Mère des origines, Déméter est un pilier de la mythologie grecque. Plus qu’un nom propre, Déméter semble être un nom générique ; formé de De- renvoyant aux dieux et de -meter signifiant la mère, il peut se traduire par « mère des dieux » selon les analyses de Philippe Borgeaud . Le mythe de Déméter est relaté par un Hymne homérique (VIIe siècle av. JC) : Perséphone, fille de Déméter, est enlevée par Hadès qui l’enferme en son royaume sous terre appelé les Enfers. Déméter, accablée de tristesse, cherche sa fille sans trêve. Apprenant qu’elle a été enlevée, elle maudit la terre qui se dessèche alors. Zeus intervient enfin auprès d’Hadès qui relâche Perséphone. Ce n’est qu’au moment où sa fille la rejoint que Déméter lève sa malédiction : alors la terre renaît.

## DONNÉES FOURNIES
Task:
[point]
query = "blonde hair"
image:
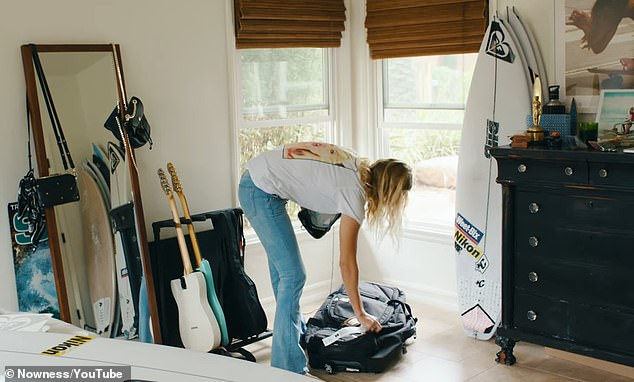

## TRAVAIL DEMANDÉ
1/ Dans le texte sur Déméter, qui enlève Perséphone ?
2/ Poursuivez le texte sur le mythe de Déméter à la suite de sa dernière phrase.

## RÉSULTATS ATTENDUS
1/ C'est Hadès, qui l'enferme dans son royaume sous terre, les Enfers.

2/
Selon les textes qui nous sont parvenus, Déméter s’inscrit dans un groupe de dieux structuré sur la base du couple conjugal : on y observe une succession de générations constituées chacune d’un couple de géniteurs ; sont ainsi mentionnés Gaïa et Ouranos parents d’une nombreuse progéniture dont Cronos et Rhéa ; ces derniers forment un couple qui engendre notamment Poséidon, Hadès, Déméter, Hestia, Zeus et Héra ; ces deux derniers engendrent à leur tour Arès, Ilythie, Hébé. Un élément pose cependant question : les géniteurs sont toujours donnés pour frère et sœur : Ouranos et Gaïa, Cronos et Rhéa, Héra et Zeus ; cela évoque les sociétés dans lesquelles le couple frère-sœur a une réalité plus forte que le couple époux-épouse, sans l’ombre d’un soupçon d’inceste. Les sœurs deviennent mères, certes, mais des œuvres d’autres partenaires que leurs frères.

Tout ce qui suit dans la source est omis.